Task goal -> Set down every record below exactly as written.

Records for processing ->
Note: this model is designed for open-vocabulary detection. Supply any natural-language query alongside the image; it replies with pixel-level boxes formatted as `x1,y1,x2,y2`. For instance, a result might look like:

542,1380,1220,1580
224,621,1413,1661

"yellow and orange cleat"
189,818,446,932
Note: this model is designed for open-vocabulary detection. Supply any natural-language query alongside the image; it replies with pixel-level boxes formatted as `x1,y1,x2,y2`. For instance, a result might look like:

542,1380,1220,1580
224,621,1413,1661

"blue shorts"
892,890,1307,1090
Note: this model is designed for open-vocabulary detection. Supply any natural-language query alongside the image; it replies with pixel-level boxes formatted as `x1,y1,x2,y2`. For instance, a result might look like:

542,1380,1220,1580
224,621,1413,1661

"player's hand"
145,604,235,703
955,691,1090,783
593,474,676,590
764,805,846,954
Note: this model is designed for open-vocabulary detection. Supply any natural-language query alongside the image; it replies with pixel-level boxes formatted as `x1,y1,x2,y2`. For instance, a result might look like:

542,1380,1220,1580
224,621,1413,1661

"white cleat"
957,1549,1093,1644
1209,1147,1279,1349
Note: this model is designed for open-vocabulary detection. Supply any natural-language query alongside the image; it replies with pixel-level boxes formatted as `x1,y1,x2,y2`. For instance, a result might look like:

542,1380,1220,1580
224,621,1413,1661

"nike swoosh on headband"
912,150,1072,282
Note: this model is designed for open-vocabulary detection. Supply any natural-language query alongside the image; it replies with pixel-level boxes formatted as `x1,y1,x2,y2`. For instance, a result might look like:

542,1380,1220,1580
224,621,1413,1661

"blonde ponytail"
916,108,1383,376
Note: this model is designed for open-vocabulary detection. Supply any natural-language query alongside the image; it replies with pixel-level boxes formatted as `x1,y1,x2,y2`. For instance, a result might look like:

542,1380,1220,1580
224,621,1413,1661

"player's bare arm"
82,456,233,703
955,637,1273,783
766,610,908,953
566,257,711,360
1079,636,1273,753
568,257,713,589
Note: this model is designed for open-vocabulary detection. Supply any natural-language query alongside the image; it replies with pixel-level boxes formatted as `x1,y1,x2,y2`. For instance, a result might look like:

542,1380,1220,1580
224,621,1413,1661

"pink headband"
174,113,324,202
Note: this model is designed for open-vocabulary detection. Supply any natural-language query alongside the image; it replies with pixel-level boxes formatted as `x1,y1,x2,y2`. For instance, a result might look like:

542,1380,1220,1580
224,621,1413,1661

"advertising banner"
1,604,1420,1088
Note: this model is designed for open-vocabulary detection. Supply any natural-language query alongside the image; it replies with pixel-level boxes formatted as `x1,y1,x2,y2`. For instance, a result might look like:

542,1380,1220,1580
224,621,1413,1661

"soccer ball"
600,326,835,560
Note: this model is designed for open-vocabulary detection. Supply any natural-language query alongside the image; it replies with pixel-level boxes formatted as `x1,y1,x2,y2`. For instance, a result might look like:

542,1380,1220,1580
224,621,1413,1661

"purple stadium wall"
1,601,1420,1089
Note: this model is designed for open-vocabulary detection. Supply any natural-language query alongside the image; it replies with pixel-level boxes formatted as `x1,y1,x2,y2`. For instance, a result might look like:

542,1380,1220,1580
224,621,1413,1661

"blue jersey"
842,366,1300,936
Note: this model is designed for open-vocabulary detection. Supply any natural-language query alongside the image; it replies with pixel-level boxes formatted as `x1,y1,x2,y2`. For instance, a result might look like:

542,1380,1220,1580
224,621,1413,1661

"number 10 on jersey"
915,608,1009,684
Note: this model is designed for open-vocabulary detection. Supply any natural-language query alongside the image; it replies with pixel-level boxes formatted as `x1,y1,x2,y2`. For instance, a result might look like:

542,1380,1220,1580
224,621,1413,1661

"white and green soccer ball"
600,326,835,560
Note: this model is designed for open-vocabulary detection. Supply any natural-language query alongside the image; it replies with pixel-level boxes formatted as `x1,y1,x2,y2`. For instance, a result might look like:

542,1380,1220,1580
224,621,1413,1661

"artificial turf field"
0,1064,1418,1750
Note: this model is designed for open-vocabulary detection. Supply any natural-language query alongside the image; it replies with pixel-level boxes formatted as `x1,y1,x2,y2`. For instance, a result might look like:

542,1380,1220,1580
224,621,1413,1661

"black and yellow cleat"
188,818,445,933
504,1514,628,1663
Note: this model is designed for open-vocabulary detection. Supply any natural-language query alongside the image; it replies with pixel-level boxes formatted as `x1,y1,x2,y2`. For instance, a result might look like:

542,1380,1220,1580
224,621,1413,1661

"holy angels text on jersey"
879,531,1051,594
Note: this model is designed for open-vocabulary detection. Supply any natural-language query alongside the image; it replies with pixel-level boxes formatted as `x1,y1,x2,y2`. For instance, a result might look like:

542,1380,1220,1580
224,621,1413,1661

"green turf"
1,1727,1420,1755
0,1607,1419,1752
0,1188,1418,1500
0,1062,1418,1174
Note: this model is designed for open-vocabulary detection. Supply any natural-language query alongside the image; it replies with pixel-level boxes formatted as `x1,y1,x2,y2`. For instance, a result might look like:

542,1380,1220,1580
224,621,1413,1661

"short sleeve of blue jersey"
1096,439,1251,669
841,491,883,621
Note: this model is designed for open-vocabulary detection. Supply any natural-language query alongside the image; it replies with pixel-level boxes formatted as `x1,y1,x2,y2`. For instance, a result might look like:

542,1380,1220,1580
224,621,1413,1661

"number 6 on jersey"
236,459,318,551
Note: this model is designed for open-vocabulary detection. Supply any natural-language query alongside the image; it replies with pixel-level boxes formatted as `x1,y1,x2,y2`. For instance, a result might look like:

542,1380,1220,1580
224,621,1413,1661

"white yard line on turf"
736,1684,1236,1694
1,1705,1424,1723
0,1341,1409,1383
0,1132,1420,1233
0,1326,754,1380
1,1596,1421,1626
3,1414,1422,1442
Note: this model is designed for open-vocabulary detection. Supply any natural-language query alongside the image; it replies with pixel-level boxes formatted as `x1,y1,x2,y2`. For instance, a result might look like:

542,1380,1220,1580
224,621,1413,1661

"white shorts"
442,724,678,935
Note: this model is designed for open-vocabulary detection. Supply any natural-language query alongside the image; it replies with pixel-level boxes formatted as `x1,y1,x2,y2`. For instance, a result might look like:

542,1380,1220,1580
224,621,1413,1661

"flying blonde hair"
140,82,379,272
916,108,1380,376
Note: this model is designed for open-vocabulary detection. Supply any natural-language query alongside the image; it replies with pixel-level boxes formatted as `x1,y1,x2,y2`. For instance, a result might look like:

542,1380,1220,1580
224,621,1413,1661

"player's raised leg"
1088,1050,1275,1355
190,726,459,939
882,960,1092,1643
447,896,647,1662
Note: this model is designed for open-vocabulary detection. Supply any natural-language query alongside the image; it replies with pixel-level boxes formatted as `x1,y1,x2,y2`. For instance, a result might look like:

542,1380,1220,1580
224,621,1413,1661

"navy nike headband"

Worked solution ->
Note: this model is designed for open-vocabulary detection. Supply any natural-language query alongside the image; it replies with pixel-level boxes formatted as `x1,y1,x2,y2`. For instance, a result might look like:

542,1380,1220,1580
224,621,1413,1661

"yellow and orange cleat"
189,818,446,932
Note: this model is designed for open-vocabulary detection. Supply any natural-language query alongside the image; it replies with pixel-level boxes formatted as `x1,y1,x2,y2`. For instance, a result might look like:

542,1380,1220,1580
224,621,1413,1661

"blue shorts"
892,890,1307,1090
Note: this model is designed for open-vocabulary detection. Supply any natural-language query alongside the image; it replies with pixel-level boxes formatted as `x1,y1,x2,y2`. For instance, a result might look like:

542,1380,1220,1580
224,621,1413,1661

"player's hand"
145,604,235,703
955,691,1090,783
593,474,676,590
764,805,846,954
Note: this model is designed for open-vocabulary detection. Supply any natural-language query alongside the image; it replies with pixel-level boxes formatted as `x1,y1,x2,y2`. For instance, a result might look like:

542,1380,1220,1580
224,621,1413,1661

"white cleat"
957,1549,1093,1644
1209,1147,1279,1349
Note: this model is designed for open-vocabulary detection. Supply any natural-language query alongside the image; it replies with pixel-level boxes formatted as `x1,y1,x2,y2`. For instance, a result might look like:

542,1380,1220,1580
224,621,1413,1661

"nike swoosh on headband"
912,150,1072,282
Note: this model is designed for open-vocabulary detection. Supply any natural-language query alongside the image; it replies with pixel-level boxes formatted as `x1,y1,x2,y2`. For instance, a result might look like:

542,1380,1220,1580
224,621,1413,1661

"blonde ponytail"
916,108,1383,376
Note: this model is designed for open-vocabulary detection. Supply any natural-language query alongside the image; it replies with pixel-level boxes formatted as `x1,y1,x2,y2`. For instance, a result might look like:

542,1380,1220,1580
224,621,1413,1661

"player's bare arm"
82,456,233,703
955,637,1273,783
766,610,908,953
566,257,711,360
1079,636,1273,753
568,257,713,589
Note: this model is designed for open-vocabulary detection. Supply any natural-language query alongside the image; it replies with pixel-level boxes formatted as `x1,y1,x2,y2`. For instance, a result might look like:

542,1380,1220,1580
224,621,1413,1661

"pink headband"
174,113,324,202
Note: this model is designed for open-vocabulary detection. Supply any natural-language query alongside the image; it replies with pixel-level boxes formatted as `x1,y1,x2,y2`. For instance, a result might look like:

542,1380,1220,1580
224,621,1413,1661

"advertising banner"
1,604,1420,1088
Note: this model is designed for open-vocabulary detection. Supply any natural-language query alongside the image; it replies with pixel-level boxes formatted as `x1,y1,x2,y2`. For instance, a result might look like:

542,1380,1220,1580
224,621,1413,1661

"soccer ball"
600,326,835,560
Note: this model is designed for open-vocabulary detection. Supply any natural-language query alongside the image; it replies with pixel-level boxes formatted as `x1,y1,x2,y2`. For instance, a result might look like:

542,1380,1220,1580
224,621,1413,1661

"purple stadium wall"
1,601,1420,1089
Note: this model is designed for open-vocabulary detection. Supply any natural-language query alongside the image; it replies with pixel-level boxes formatted as `x1,y1,x2,y2`. For instance, a result might look like:

542,1380,1220,1580
224,621,1413,1661

"blue jersey"
842,366,1300,936
Note: this model is designed for open-vocabulary detection. Supply any natural-language query alongside the image; it replies with pixel-level boxes formatted as `x1,y1,x2,y2`. For instance, a result might look like:

542,1380,1220,1580
224,621,1413,1661

"number 10 on jersey"
915,608,1009,684
Note: this model is designed for open-vocabulary detection. Supply any natural-language query alongside the image; it replies with pixel-level boxes formatted as `x1,y1,x2,y2`. For instance, a result might look like:

542,1380,1220,1580
224,621,1413,1661

"white and green soccer ball"
600,326,835,560
Note: this model is designed for open-vocabulary detection. Supply any natural-language query alongside the image; it replies with pixel-level boxes formatted as `x1,y1,x2,y2`. For instance, a result might look like:

542,1380,1220,1580
224,621,1413,1661

"artificial turf field"
0,1064,1418,1750
Note: this model is designed for open-vocabulary detection. Supply any natural-language query alongside the image; it replies with pixel-level boxes formatted as `x1,y1,x2,y2`. For instance, a result might look like:

542,1380,1220,1580
224,621,1413,1661

"black and yellow cleat"
188,818,445,933
504,1514,628,1663
Note: this model is designed for open-vocabulary detection. Supply any natural-language query alongside the image; it replies with pixel-level boxes formatted as `x1,y1,x2,y2`. For instance, a result might look like:

542,1380,1220,1580
224,621,1413,1661

"holy angels text on jersey"
879,531,1051,594
Note: this model is designed for open-vocabulary detection. Supply any natural-language query alongside the image; it replies with pixel-level boxes formatted as `x1,y1,x2,y2`. For instance, a result might look like:

542,1380,1220,1580
224,621,1413,1661

"green turf"
1,1727,1420,1755
0,1607,1419,1752
0,1188,1418,1500
0,1062,1418,1174
Note: this model is designed for open-vocabulary detection. Supply any natural-language query alongside the image; it replies with pixel-level boxes formatted as `x1,y1,x2,y2`. For instance, a result might look like:

542,1380,1220,1580
224,621,1413,1661

"short sleeve of blue jersey"
1096,439,1251,669
841,491,883,621
Note: this model is designed for open-vocabulary detection. Supply any natural-language query alongside the image; it replies with pixel-level boxes formatted as `x1,y1,x2,y2`. For instance, a result might look like:

542,1380,1220,1580
224,621,1413,1661

"number 6 on jersey"
236,459,318,551
Note: this model is designed for open-vocabulary detection. Supply any natural-language query alongside the image; it replies with pixel-level boxes formatted as `x1,y1,x2,y2`. For instance, a result might look like:

542,1380,1220,1580
224,621,1413,1661

"white yard line on turf"
736,1684,1236,1694
1,1705,1424,1723
0,1341,1409,1383
0,1132,1420,1233
0,1326,754,1380
1,1596,1421,1626
3,1414,1422,1442
Note: this model is designed for open-vocabulary detection. Supply any natural-language query alongside the image; it replies with pixel-level boxes formatted as `x1,y1,x2,y2`. For instance, a result might look like:

542,1380,1220,1580
224,621,1413,1661

"white shorts"
442,724,678,935
Note: this model is designed for open-vocabulary detection. Supply any natural-language query alongside the image; it replies with pixel-level boxes formatted as `x1,y1,x2,y2`. For instance, a result might look like:

542,1380,1220,1580
224,621,1413,1661

"flying blonde hair"
140,82,379,272
916,108,1380,376
Note: this model is designed for open-vocabulary detection. Supply any natural-language query alongside the image; it replies with pixel-level boxes formatted as `x1,y1,x2,y2`. For instance, a result might look like:

542,1380,1220,1580
224,621,1413,1661

"player's raised leg"
1088,1050,1275,1355
190,726,459,939
882,960,1092,1643
447,896,647,1662
Note: this model is designed for open-vocabulary detection. Supply any natural-language query alongside the image; it replies with pixel-level boxes formatted as `x1,y1,x2,y2`. For instance, a result might look like:

542,1380,1220,1580
224,621,1413,1661

"navy nike headband"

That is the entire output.